- _EXTRACTED ENTRIES_:
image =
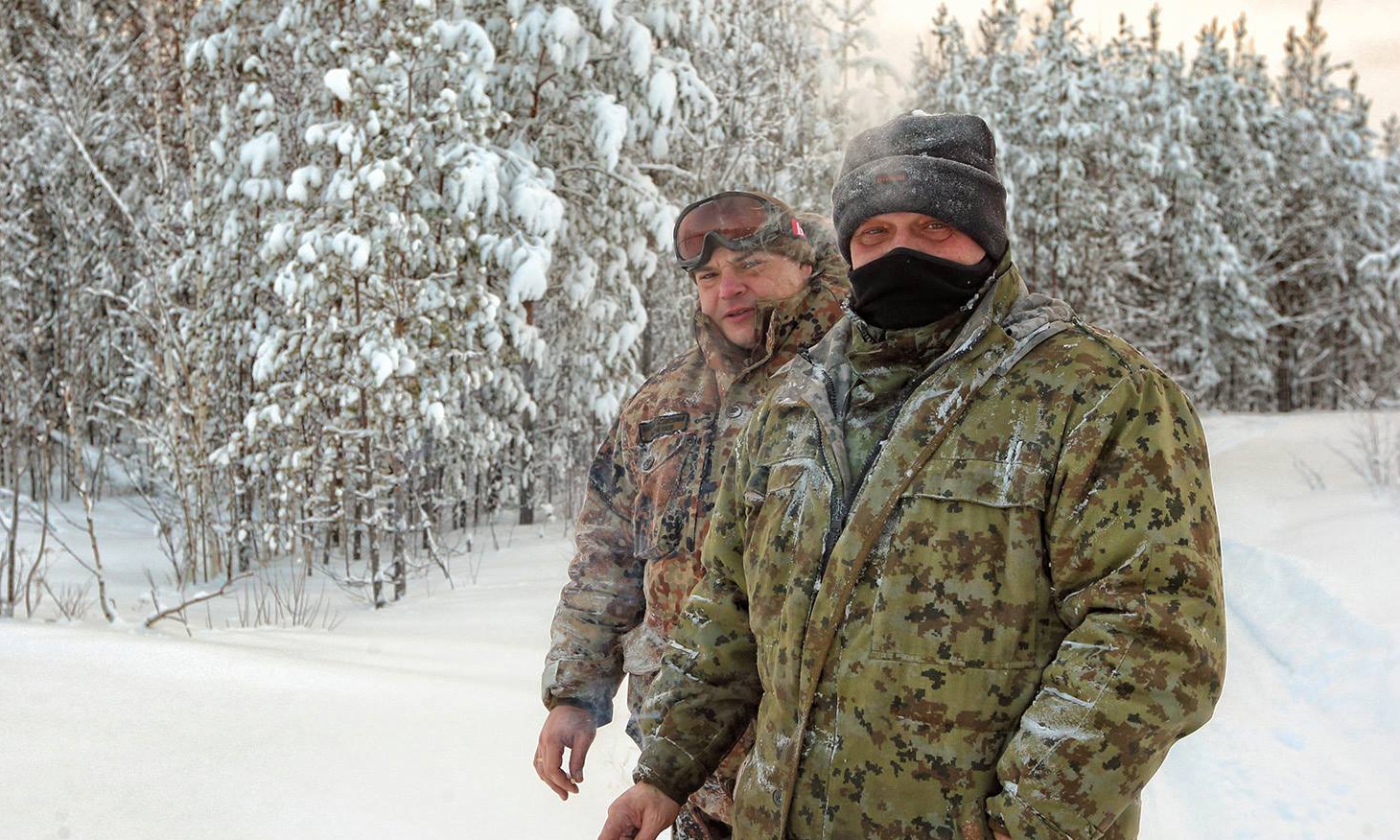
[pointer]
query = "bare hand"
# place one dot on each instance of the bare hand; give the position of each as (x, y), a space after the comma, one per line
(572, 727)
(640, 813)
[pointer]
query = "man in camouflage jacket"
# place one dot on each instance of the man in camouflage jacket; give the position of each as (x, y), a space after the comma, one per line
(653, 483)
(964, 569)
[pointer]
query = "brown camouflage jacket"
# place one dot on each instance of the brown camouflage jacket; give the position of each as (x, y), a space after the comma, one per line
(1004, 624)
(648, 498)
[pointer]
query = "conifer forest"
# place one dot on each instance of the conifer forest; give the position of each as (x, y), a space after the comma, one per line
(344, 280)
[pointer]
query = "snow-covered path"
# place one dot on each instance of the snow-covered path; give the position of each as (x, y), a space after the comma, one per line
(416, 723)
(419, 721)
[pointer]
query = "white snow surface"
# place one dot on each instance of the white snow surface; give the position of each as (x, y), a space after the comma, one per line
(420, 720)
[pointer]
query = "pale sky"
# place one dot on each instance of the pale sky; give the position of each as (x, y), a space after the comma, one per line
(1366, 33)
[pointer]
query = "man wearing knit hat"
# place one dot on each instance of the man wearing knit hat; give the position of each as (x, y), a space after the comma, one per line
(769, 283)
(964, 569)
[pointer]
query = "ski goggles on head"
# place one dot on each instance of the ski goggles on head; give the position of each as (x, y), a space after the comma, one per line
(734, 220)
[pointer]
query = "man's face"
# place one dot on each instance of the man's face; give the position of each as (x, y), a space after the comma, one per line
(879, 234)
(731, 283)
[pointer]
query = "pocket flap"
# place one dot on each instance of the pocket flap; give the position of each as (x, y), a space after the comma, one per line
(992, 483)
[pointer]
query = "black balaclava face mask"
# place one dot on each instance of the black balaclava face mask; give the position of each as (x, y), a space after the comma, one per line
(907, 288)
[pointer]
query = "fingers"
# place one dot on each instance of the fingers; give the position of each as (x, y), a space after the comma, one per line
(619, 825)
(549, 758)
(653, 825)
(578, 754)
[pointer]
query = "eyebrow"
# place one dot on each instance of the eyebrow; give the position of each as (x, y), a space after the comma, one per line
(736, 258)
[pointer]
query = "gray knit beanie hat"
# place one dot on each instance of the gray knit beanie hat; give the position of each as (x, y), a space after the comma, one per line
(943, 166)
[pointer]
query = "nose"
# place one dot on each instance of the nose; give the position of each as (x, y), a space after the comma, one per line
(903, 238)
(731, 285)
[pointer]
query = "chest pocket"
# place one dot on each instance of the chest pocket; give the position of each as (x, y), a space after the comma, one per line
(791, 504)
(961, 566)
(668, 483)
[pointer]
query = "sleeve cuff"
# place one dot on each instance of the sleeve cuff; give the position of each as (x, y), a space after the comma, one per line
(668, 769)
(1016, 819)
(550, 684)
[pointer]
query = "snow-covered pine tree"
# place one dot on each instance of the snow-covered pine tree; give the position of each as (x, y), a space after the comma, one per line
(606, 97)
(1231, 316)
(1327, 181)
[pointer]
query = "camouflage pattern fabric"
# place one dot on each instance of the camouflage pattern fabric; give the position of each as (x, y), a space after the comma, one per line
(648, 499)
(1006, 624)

- _THE PROBLEM_:
Reproduce the records above exactly, leaving out every picture they contain.

- _EXERCISE OUTPUT_:
image =
[pointer]
query = "bare hand"
# place one dot on each instance of the bare hand; give the position of each as (x, y), a space after the comma, one per line
(572, 727)
(640, 813)
[pointer]
query = "man in camouflage jacket"
# place one dot on each instance of the man in camouflage jacket; give the position of each as (x, y), a space after the comma, one per line
(653, 483)
(964, 569)
[pointer]
query = "brown camouflage jacket"
# place one dot on each instance of the brown camouflage jacket; give the position of each as (x, y), a space after the comma, one per line
(1004, 624)
(648, 498)
[pointer]
query = "conifer forest"
# place one dot on each instance of the conifer forest; give the position of each as (x, y), a space after the comma, one per line
(344, 280)
[pointer]
query = "snow-covered path"
# place one dot on each instance of the snow-covered path; give the position of each as (x, y), a space after the comma, one per line
(416, 723)
(419, 721)
[pointer]
query = "white snow surface"
# place one dot on each instance of the white snow surface; give the position of each as (x, y), a space after the comma, one per line
(420, 720)
[pointer]
query = "pale sky"
# place one dot on each instance of the pale sky; give the position of each as (x, y), a space after the comma, one per line
(1366, 33)
[pointer]
query = "man wearing knit hat"
# place one dot on each instance of the man wearing knit hat; give the position of each as (x, y), a space after the comma, one per line
(769, 283)
(964, 569)
[pointer]
query = "ski goggles on head"
# place one dot on each instance of the ski goggles on head; give the position of each as (x, y), a space after the comma, one per line
(734, 220)
[pointer]
query = "man's face"
# place one dot on each instance of the man's face; give the position of each as (x, y), a space after the comma, one per line
(879, 234)
(731, 283)
[pointer]
query = "pocket flap"
# place one dot on each instance of the pocket flap; give the position of each as (x, y), a space after the comma, one per line
(992, 483)
[pointer]
query = "black balaclava face mask"
# place one dot on each instance of the black balaclava face mask; give the position of each as (x, y), a space after the comma, one per line
(907, 288)
[pointer]
query = "fingers"
# place one dot on each instance of the fingers; give the position of each as (x, y), a space after the comma, one per line
(619, 825)
(549, 758)
(653, 825)
(578, 754)
[pointer]
query = "eyebrow"
# place one dot on each instance of the eyebrow; give the position of each as (x, y), a space after the comma, one per line
(736, 258)
[pointer]
query = "gray knit beanie hat"
# place one dot on each instance of the gray knit beanie hat; give the position of each as (x, y), a space after the comma, one per line
(943, 166)
[pointer]
query = "nose"
# place one dot on each instance of the nose; give the position of each as (x, y), a space after the comma, one per line
(903, 238)
(731, 285)
[pointer]
query = "chest pocket"
# place one dot on each instance of the chest pocket; give the position of each as (x, y), a space after the comma, one per line
(791, 504)
(961, 566)
(668, 483)
[pointer]
query = "sleeve cuff"
# place one dot on each instance of the sleeve cuff; give the position of each as (x, y), a space after the comma, one per line
(668, 769)
(1016, 819)
(550, 684)
[pointer]
query = "snow-covered pine tree"
# place one dot on each instance of the snow-covered pine tree; give the position of each as (x, y), a space after the comma, one per line
(606, 97)
(1231, 316)
(1327, 181)
[pointer]
query = "camouflage pattern fabric"
# place one dot on each instance of the camouflage pattern fabric; give the position of each as (x, y), a space after the comma, one per line
(648, 499)
(1006, 624)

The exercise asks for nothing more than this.